**Activity**.
The entries must be retyped exactly, down to the last line.

:: Data supplied

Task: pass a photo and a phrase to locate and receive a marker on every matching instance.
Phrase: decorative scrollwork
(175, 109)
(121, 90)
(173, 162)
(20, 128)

::::

**Written reply**.
Task: pass a photo and a phrase to locate and receive a marker on every matching instance.
Phrase: decorative scrollwork
(175, 109)
(121, 90)
(173, 162)
(20, 128)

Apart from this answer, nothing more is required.